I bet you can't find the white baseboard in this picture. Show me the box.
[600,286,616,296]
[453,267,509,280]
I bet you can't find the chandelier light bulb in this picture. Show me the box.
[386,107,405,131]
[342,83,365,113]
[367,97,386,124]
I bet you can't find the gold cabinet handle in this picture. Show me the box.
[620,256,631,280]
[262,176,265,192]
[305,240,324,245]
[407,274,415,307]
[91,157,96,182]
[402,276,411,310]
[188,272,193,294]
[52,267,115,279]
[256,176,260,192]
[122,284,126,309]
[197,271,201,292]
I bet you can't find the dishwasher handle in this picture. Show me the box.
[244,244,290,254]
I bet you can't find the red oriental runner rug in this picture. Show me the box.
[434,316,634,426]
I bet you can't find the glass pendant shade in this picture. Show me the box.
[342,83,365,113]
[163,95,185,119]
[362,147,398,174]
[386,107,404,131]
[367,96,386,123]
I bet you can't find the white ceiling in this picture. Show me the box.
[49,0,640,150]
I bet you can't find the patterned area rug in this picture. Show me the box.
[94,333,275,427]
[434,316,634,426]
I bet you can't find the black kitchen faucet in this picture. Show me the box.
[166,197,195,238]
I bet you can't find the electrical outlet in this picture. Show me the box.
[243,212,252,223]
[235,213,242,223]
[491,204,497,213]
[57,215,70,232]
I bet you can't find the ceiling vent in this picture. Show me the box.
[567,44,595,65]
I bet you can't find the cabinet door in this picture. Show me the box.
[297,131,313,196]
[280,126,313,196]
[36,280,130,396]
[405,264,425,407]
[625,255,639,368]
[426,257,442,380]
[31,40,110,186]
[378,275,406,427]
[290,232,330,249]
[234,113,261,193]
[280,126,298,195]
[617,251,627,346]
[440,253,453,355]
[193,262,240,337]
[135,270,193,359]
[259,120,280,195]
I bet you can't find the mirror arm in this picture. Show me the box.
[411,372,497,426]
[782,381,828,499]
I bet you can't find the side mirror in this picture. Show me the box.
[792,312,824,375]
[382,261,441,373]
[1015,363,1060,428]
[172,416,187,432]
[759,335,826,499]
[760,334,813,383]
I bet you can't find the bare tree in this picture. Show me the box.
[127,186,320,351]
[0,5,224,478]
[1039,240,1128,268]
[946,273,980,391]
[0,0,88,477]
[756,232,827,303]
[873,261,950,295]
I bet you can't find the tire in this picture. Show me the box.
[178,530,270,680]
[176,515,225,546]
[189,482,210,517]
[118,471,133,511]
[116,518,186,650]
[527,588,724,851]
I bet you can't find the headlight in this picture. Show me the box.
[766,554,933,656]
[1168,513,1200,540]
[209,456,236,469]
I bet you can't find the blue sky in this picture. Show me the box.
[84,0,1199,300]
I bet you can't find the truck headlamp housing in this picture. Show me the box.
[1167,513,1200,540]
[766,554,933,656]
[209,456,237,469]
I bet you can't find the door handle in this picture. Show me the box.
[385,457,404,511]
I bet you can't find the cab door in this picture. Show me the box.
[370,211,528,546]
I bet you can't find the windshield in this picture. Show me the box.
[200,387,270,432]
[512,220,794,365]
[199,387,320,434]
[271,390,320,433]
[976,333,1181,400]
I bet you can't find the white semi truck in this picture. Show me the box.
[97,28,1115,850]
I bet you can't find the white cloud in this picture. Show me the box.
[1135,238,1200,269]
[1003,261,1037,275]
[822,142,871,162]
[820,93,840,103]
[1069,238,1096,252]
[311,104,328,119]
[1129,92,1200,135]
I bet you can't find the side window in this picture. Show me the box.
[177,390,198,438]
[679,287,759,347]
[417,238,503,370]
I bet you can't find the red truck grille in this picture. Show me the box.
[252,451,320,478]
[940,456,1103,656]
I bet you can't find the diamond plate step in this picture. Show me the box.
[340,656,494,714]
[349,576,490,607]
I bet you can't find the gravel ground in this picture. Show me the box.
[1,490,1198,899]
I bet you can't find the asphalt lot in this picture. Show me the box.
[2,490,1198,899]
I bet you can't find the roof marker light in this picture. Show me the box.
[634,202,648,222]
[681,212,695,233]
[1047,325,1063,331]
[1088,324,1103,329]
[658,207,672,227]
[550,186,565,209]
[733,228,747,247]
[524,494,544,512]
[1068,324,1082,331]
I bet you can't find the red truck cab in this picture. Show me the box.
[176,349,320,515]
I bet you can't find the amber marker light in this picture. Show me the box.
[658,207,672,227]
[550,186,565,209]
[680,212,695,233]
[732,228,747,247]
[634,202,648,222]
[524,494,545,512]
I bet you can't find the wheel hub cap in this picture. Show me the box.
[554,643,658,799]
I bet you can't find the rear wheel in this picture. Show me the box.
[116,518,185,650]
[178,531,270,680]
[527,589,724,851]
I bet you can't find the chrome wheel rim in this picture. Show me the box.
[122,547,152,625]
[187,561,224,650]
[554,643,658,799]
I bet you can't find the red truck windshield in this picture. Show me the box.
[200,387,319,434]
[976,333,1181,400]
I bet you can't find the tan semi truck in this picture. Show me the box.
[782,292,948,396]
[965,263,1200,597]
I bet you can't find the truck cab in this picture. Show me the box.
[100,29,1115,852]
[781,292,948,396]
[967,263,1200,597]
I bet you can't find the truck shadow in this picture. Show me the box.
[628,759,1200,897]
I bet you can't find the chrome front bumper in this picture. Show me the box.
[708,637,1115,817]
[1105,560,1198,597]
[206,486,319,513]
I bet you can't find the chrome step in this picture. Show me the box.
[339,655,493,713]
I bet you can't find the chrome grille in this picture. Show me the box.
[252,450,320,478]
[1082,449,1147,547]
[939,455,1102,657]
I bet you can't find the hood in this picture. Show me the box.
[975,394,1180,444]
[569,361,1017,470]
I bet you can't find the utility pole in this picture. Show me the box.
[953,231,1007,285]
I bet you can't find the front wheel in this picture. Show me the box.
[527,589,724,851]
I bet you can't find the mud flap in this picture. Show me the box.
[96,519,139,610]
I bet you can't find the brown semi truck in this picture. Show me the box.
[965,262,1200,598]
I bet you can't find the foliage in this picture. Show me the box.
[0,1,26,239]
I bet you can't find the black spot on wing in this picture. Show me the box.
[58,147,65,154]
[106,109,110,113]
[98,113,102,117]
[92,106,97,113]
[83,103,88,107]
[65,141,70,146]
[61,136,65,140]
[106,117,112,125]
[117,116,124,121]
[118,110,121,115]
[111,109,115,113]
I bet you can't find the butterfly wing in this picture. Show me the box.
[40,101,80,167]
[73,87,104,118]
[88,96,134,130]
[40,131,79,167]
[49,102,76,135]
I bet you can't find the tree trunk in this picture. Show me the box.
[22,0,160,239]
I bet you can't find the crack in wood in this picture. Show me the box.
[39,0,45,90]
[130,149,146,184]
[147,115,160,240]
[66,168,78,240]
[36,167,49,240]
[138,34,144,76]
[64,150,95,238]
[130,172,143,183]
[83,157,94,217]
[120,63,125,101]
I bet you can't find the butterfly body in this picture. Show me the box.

● AIM OF THE EXERCISE:
Copy out exactly the line holding "I bet you can't find the mud" and each line after it through the end of the entries, and leave out everything else.

● RESPONSE AREA:
I bet you can't find the mud flap in this picture. Show me the box.
[96,519,139,610]
I bet you can't find the brown semi truck in this picture. Show me the box.
[965,262,1200,598]
I bet you can't find the foliage in this picture. Show me the box.
[0,1,26,239]
I bet you can't find the black spot on wing in this picture. Show me the box.
[58,147,65,154]
[106,109,110,113]
[98,113,102,117]
[92,106,97,113]
[83,103,88,107]
[65,141,70,146]
[61,136,65,140]
[106,117,112,125]
[117,116,124,121]
[118,110,121,115]
[111,109,115,113]
I bet you can't find the butterfly wing in this picture. Show me the box.
[40,101,80,167]
[73,87,104,118]
[88,96,134,130]
[40,131,79,167]
[49,102,76,135]
I bet you can't find the tree trunk in this picture. Show me the box.
[22,0,160,239]
I bet you can't find the crack in wood in this picture. Show me the box.
[39,0,45,90]
[130,149,146,184]
[147,115,160,240]
[66,168,78,240]
[36,167,49,240]
[138,34,144,76]
[64,150,95,238]
[130,172,143,183]
[83,157,94,217]
[120,63,125,101]
I bet you can't find the butterfly body in this picture. Show me the box.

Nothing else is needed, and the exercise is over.